PHILADELPHIA -- Jamie Moyer understands the importance of timing.
The veteran left-hander's return to his native Philadelphia resulted in his first World Series title. And, last season's success led to Monday's agreement on a $13 million, two-year contract that keeps the durable 46-year-old with the champion Phillies.
"I feel based off of last season, the security of a two-year contract pushes and drives me," Moyer said. "In my estimation, I don't think the negotiations dragged on. Both sides had a stance which they believed to be right. Things moved along smoothly and it's all about timing.
"I'm happy to be with the Phillies and look forward to defending the World Series championship."
Philadelphia also confirmed it has a preliminary agreement with Chan Ho Park, a one-year contract worth $2.5 million.
And on a busy day of Phillies' news, All-Star second baseman Chase Utley said he is recovering well from hip surgery and hopes to be ready for opening day.
Moyer went 16-7 with a 3.71 ERA in 33 starts last season and pitched six strong innings as the Phillies won Game 3 of the World Series.
He is 35-21 with a 4.33 ERA in 74 starts since the Phillies acquired him from Seattle in August 2006, and the Souderton, Pa., native has 246 career wins.
"I'm sure if you ask Jamie, he'll say that he will play out a few more contracts," Phillies general manager Ruben Amaro Jr. said Monday. "I know on paper it probably says this is his last contract, but it will be fun to see how it plays out."
Amaro is confident Moyer will find a way to win at an age when some players are in their second decade of retirement. Moyer depends on pinpoint control and offspeed pitches.
"If his stuff does go backward, he'll try to figure it out and how to pitch through it," Amaro said. "That's the beauty of Jamie Moyer."
Possibly the oldest player to receive a guaranteed multiyear contract, Moyer would earn $20 million over the two years if he pitches 190 innings and makes 31 starts each season.
He will receive base salaries of $6.5 million in each of the next two seasons, and he can make an additional $1.25 million in performance bonuses each year: $250,000 each for 150, 160, 170, 180 and 190 innings pitched.
In addition, his 2010 base can escalate by up to $4.5 million: $250,000 each for 150 innings and 23 starts, and $500,000 each for 160, 170, 180 and 190 innings, and 25, 27, 29 and 31 starts.
Moyer has a limited no-trade provision that allows him to block trades to six teams, no more than four in a league.
Park was quoted by the Korea Times as saying the Phillies considered him a starter, but Amaro declined to say whether Park will compete for a starting spot or pitch in relief. The 35-year-old went 4-4 with a 3.40 ERA in 54 appearances for the Los Angeles Dodgers last season, going 1-0 with a 2.16 ERA in five starts. He could compete with Kyle Kendrick, J.A. Happ and prospect Carlos Carrasco for the fifth spot in the rotation.
Park can earn an additional $2.5 million in performance bonuses.
Utley walked into his news conference with an exaggerated limp, but said he hoped to be ready for the start of the season April 5.
"I'm feeling good," said Utley, whose right hip was operated on Nov. 24. "I don't see any reason why I won't be ready for the start of the season barring any setbacks."
Utley acknowledged that he played through much of the 2008 season with a bad right hip. He hit .292 with 33 homers and 104 RBIs, but appeared to wear down as the season progressed.
His next evaluation is scheduled to take place in about a month.
"I'm young and I think it was the best course of action," he said. "It's a problem that I've probably had for a long time. I don't play soft and I think it worked out pretty well."

> [Actions to take]
**1)** Using the Phillies article, decide whether each statement agrees with it, answering yes or no and quoting the deciding words. (a) Moyer agreed to a two-year deal worth $13 million. (b) Utley had surgery on his left hip. (c) Park's preliminary agreement is for two years.
**2)** Answer these questions from the Phillies article.
(a) How many career wins does Moyer have?
(b) What was Park's ERA for the Los Angeles Dodgers last season?
(c) On what date does the season start?
**3)** Please repeat the stretch of the Phillies article from "Moyer went 16-7" through "246 career wins.", word for word.
Answer using only the Phillies article.

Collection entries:
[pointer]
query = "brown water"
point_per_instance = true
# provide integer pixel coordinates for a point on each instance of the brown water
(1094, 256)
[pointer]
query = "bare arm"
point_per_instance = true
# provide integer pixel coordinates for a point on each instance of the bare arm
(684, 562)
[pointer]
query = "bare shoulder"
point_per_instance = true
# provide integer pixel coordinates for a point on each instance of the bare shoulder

> [Answers for the tasks]
**1)**
(a) Yes: "a $13 million, two-year contract"
(b) No: "whose right hip was operated on Nov. 24"
(c) No: "a one-year contract worth $2.5 million"

**2)**
(a) 246
(b) 3.40
(c) April 5

**3)**
Moyer went 16-7 with a 3.71 ERA in 33 starts last season and pitched six strong innings as the Phillies won Game 3 of the World Series.
He is 35-21 with a 4.33 ERA in 74 starts since the Phillies acquired him from Seattle in August 2006, and the Souderton, Pa., native has 246 career wins.